-- SOURCE MATERIAL start --

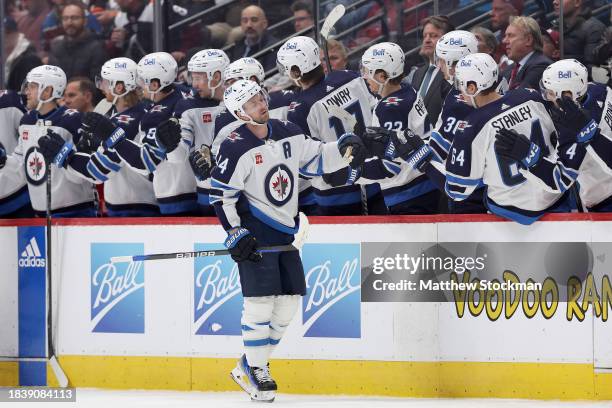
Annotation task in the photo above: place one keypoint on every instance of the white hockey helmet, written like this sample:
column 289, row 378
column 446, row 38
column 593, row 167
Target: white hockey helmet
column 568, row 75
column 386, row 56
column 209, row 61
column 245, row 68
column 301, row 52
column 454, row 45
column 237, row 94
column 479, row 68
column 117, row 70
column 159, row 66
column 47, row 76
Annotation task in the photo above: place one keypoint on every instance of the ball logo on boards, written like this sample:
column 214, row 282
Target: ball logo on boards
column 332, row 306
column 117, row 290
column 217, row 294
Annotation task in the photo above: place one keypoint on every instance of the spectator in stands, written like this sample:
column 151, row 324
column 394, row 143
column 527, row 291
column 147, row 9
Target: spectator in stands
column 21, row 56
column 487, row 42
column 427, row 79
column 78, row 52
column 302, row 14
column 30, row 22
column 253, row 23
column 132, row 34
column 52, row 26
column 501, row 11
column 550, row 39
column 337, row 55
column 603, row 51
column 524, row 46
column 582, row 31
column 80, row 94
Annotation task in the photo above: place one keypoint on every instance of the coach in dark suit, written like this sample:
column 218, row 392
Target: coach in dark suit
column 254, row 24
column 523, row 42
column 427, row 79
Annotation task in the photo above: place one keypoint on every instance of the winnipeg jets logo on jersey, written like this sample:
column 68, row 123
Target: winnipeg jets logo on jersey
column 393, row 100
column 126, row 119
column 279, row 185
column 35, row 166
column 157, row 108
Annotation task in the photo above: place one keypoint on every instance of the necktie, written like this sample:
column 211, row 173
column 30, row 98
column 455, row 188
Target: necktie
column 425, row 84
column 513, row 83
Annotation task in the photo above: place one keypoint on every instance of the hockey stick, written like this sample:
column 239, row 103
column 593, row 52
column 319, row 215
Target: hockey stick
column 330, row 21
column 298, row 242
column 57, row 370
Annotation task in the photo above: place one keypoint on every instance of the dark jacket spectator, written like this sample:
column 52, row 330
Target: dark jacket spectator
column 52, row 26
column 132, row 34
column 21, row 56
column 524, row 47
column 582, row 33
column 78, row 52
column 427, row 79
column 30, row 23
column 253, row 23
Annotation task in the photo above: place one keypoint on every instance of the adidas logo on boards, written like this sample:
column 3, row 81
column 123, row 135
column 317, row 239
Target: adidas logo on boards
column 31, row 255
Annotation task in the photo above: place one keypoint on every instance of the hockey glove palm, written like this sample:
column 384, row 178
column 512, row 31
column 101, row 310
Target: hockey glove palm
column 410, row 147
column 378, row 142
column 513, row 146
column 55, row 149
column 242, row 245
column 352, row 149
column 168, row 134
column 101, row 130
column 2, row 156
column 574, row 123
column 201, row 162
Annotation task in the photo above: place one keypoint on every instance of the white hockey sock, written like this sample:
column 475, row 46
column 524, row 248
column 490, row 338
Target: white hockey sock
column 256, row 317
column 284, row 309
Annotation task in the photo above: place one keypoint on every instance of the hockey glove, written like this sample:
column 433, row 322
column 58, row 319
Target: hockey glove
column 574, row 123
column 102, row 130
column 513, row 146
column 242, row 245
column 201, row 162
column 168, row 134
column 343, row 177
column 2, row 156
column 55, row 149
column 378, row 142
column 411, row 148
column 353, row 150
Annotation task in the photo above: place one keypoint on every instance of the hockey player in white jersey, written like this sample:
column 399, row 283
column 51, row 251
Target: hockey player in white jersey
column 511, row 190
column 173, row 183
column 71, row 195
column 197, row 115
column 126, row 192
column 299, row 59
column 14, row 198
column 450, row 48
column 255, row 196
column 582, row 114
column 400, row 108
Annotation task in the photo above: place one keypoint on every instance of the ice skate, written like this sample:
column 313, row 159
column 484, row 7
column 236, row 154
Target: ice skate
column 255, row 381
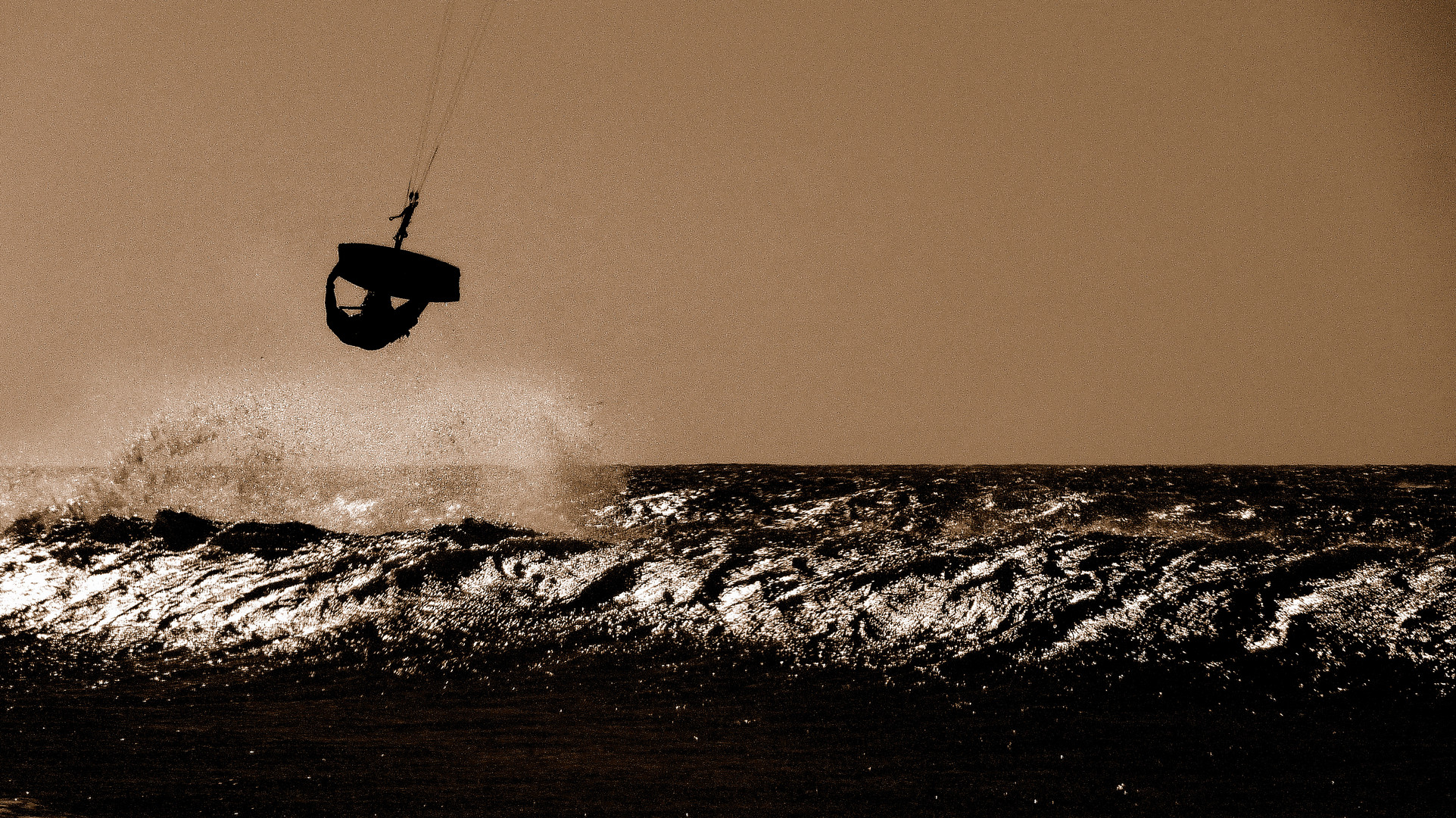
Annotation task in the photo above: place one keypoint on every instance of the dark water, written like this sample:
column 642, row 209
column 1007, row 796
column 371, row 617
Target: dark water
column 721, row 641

-- SOURCE MATERIAL end --

WHAT THE EXERCISE ASKS =>
Take the line containing "ice skate, written" through the last line of the material and retype exactly those lines, both ends included, with no pictures.

OUTPUT FOR THIS EXERCISE =>
Annotation task in the photo above: place one keypoint on every instance of the ice skate, written like this sample:
column 313, row 159
column 484, row 7
column 236, row 154
Target: ice skate
column 255, row 381
Annotation task in the photo above: place one keypoint on every instance of the dark water, written like this sample:
column 642, row 209
column 1007, row 796
column 371, row 617
Target: dark water
column 721, row 641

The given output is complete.